→ **REQUEST**: Reproduce the following material line for line, keeping every character unchanged.
━━━━
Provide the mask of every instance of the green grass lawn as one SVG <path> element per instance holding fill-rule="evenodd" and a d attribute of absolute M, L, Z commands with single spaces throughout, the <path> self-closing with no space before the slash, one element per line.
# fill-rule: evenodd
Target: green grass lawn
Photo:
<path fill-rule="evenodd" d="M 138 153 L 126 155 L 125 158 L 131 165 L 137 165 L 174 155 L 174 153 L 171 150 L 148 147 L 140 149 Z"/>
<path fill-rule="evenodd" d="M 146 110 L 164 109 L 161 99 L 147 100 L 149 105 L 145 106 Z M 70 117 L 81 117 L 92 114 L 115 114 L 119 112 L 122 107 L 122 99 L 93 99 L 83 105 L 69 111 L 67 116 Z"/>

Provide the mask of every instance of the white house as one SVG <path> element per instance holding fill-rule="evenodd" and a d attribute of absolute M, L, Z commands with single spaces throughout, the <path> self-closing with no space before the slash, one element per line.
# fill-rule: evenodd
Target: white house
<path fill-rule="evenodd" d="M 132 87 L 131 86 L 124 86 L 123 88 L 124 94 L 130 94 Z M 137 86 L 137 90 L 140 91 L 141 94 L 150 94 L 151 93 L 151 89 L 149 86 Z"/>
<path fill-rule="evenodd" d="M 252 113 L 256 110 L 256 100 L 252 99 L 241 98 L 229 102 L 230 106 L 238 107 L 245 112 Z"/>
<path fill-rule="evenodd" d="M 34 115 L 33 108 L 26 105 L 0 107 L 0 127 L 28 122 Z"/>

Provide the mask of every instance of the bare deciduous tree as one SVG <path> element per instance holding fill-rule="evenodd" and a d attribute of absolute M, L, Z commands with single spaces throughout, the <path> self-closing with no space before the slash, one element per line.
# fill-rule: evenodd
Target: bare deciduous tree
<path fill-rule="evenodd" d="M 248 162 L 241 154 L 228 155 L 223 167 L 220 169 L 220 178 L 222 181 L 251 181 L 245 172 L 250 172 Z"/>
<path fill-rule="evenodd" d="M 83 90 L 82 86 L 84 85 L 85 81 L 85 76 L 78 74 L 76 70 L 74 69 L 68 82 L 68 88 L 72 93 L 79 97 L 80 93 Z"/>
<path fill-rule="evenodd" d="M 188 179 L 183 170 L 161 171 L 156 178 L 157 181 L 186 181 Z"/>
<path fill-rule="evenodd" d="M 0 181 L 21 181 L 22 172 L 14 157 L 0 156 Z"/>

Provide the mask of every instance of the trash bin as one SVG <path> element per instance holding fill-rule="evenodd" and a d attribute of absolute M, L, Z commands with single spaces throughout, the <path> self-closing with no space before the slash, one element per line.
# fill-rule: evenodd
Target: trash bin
━━━━
→ **RESPONSE TO THE TASK**:
Provide the mask of every instance of the green grass lawn as one SVG <path> element per instance holding fill-rule="evenodd" and a d attribute of absolute M, L, Z commands with single spaces throughout, the <path> self-closing with no space before the slash, one element per line.
# fill-rule: evenodd
Target: green grass lawn
Photo:
<path fill-rule="evenodd" d="M 138 153 L 126 155 L 125 158 L 131 165 L 137 165 L 174 155 L 174 153 L 171 150 L 148 147 L 140 149 Z"/>
<path fill-rule="evenodd" d="M 146 110 L 164 109 L 161 99 L 147 100 L 149 105 L 145 106 Z M 70 117 L 81 117 L 92 114 L 115 114 L 119 112 L 122 107 L 122 99 L 93 99 L 83 105 L 69 111 L 67 116 Z"/>

Provide the mask of every instance of the white house as one SVG <path> element per instance holding fill-rule="evenodd" and a d attribute of absolute M, L, Z commands with single spaces throughout, the <path> self-closing with no space before the slash, one element per line.
# fill-rule: evenodd
Target: white house
<path fill-rule="evenodd" d="M 132 87 L 131 86 L 124 86 L 123 88 L 124 94 L 130 94 Z M 137 86 L 137 90 L 140 91 L 141 94 L 150 94 L 151 93 L 151 89 L 149 86 Z"/>
<path fill-rule="evenodd" d="M 252 113 L 256 110 L 256 100 L 252 99 L 241 98 L 229 102 L 230 106 L 238 107 L 245 112 Z"/>
<path fill-rule="evenodd" d="M 34 115 L 33 108 L 26 105 L 0 107 L 0 127 L 28 122 Z"/>

Provide the mask of every instance of the bare deciduous tree as one SVG <path> element per instance holding fill-rule="evenodd" and a d attribute of absolute M, L, Z commands with single spaces throughout, the <path> self-closing with no space before the slash, one element per line.
# fill-rule: evenodd
Target: bare deciduous tree
<path fill-rule="evenodd" d="M 248 162 L 241 154 L 228 155 L 223 167 L 220 169 L 220 178 L 222 181 L 251 181 L 245 172 L 250 172 Z"/>
<path fill-rule="evenodd" d="M 83 90 L 82 86 L 84 85 L 85 81 L 85 76 L 78 74 L 76 70 L 74 69 L 68 82 L 68 88 L 72 93 L 79 97 L 80 93 Z"/>
<path fill-rule="evenodd" d="M 188 179 L 183 170 L 161 171 L 156 178 L 157 181 L 186 181 Z"/>
<path fill-rule="evenodd" d="M 0 181 L 21 181 L 22 172 L 14 157 L 0 156 Z"/>

Provide the mask of every instance of the trash bin as one SVG <path> element per instance holding fill-rule="evenodd" and a d attribute of absolute M, L, Z commands with single spaces throughout, the <path> self-closing with no space before the slash, one element per line.
# fill-rule: evenodd
Target: trash bin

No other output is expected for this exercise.